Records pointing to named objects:
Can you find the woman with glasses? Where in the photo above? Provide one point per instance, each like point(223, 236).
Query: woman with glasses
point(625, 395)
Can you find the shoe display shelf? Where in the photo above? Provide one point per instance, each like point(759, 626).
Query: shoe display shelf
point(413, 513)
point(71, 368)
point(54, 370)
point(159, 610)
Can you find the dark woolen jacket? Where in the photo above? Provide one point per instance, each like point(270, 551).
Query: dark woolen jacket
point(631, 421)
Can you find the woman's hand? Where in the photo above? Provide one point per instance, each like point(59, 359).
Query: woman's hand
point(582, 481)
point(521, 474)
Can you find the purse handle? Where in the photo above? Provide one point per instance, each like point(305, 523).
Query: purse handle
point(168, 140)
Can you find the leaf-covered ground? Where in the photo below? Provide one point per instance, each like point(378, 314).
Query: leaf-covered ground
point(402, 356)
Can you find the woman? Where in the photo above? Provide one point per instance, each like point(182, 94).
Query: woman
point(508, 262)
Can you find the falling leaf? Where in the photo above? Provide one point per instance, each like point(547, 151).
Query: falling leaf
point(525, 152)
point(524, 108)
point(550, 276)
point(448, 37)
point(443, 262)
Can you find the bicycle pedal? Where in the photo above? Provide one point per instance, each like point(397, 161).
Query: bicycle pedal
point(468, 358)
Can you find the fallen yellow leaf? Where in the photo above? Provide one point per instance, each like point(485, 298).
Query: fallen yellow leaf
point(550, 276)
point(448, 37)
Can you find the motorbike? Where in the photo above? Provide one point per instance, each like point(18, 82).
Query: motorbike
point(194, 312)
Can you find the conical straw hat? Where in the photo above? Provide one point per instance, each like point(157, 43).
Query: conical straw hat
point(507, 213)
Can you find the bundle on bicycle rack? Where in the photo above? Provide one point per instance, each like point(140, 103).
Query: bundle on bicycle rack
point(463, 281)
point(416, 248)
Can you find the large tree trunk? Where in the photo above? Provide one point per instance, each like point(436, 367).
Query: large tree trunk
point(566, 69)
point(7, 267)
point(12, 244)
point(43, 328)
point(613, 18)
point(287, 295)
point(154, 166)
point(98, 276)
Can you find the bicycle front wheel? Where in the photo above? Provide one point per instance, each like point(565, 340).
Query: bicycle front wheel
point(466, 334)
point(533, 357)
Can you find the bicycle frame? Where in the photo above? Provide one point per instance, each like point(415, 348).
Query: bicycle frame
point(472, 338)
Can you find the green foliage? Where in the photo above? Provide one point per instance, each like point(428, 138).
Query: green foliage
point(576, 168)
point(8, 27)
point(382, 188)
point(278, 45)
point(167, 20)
...
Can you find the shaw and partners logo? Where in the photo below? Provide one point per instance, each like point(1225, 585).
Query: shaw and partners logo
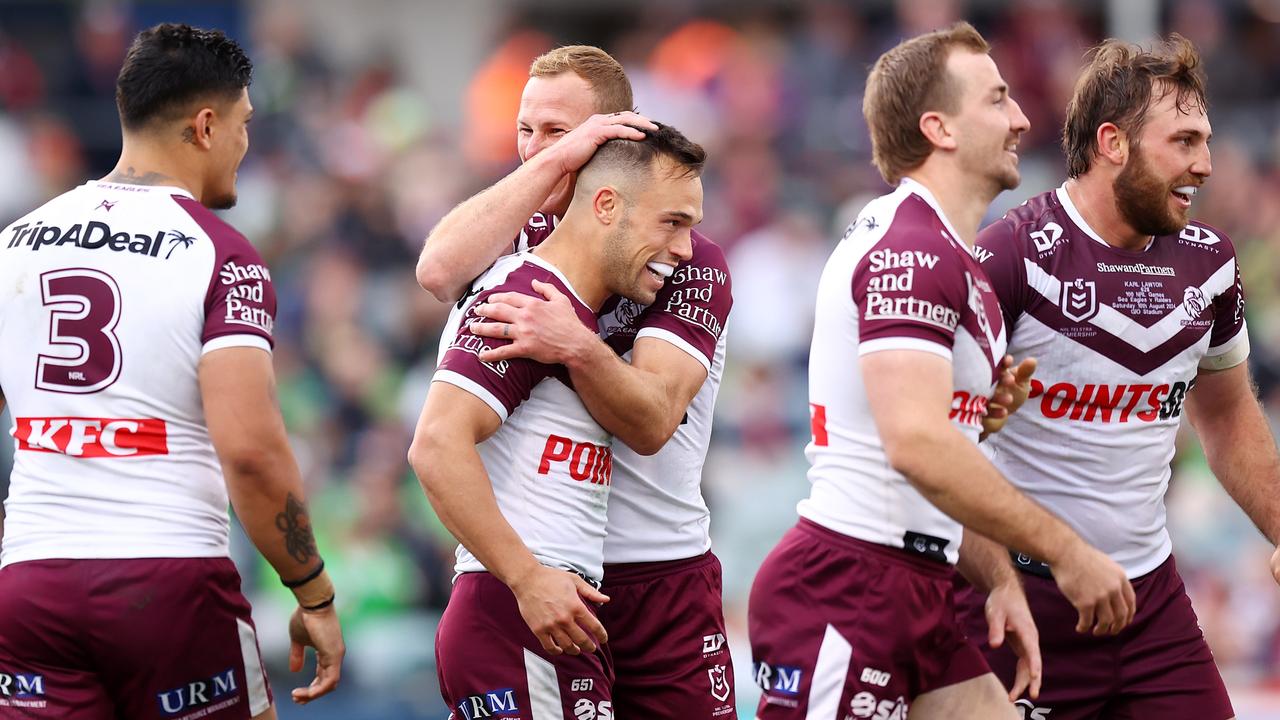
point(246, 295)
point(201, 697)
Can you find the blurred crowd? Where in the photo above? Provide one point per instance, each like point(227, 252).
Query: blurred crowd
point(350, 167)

GIVEN TASK: Print the lines again without changes, beginning at the line that contains "Can you find the fallen" and stopping after the line that contains "point(416, 248)".

SOLUTION TO THIS TASK:
Can you find the fallen yellow leaf? Where in the photo above? Provide one point per instance, each like point(485, 298).
Query: fallen yellow leaf
point(550, 276)
point(448, 37)
Can you find the motorbike? Where in the photo above? Provide one point per instance, each like point(18, 82).
Query: motorbike
point(194, 312)
Can you find the conical straw hat? Where in the photo above? Provide one point per instance, each like point(157, 43).
Query: conical straw hat
point(507, 213)
Can you find the bundle on bicycle rack? Where in the photo above? Provide one point per instance, each like point(140, 103).
Query: bundle on bicycle rack
point(463, 281)
point(416, 248)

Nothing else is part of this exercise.